> _DIRECTIONS_
Reproduce the following lines verbatim and omit the pictures from your reproduction.

> _LISTING_
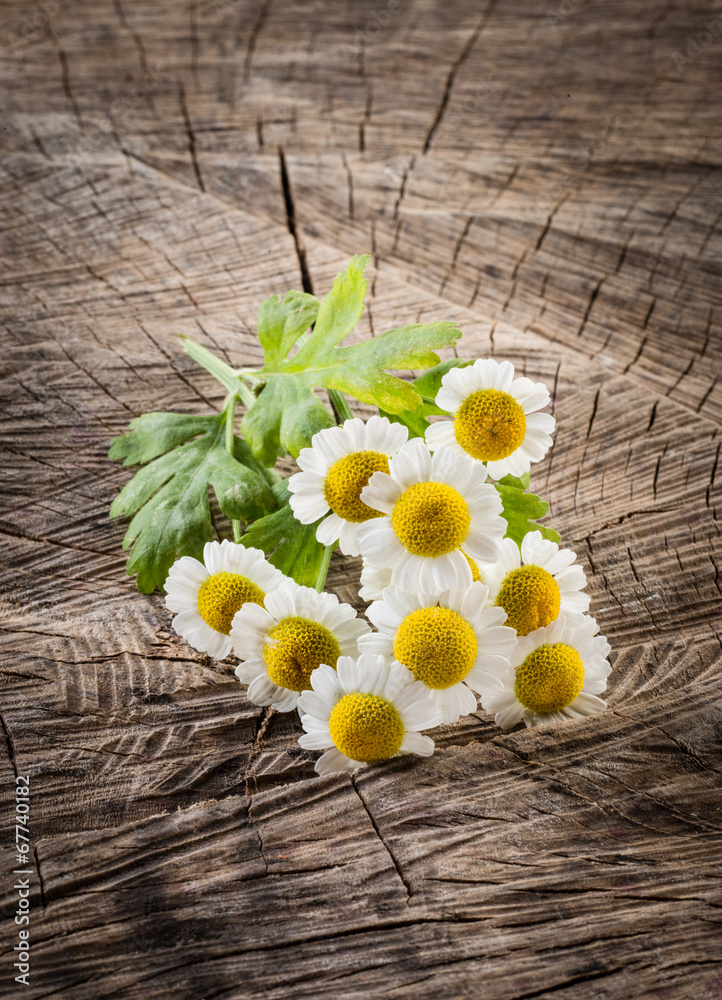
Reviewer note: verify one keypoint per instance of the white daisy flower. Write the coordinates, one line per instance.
(536, 585)
(284, 641)
(447, 641)
(440, 513)
(556, 674)
(365, 711)
(495, 417)
(335, 469)
(207, 594)
(374, 581)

> _COMPLETE OUTPUT_
Reviewer note: verify one keypoint per instance of the white daisy flower. Write the coordinates, one line per instance.
(536, 585)
(284, 641)
(447, 641)
(440, 513)
(556, 674)
(365, 711)
(495, 417)
(335, 469)
(207, 594)
(374, 581)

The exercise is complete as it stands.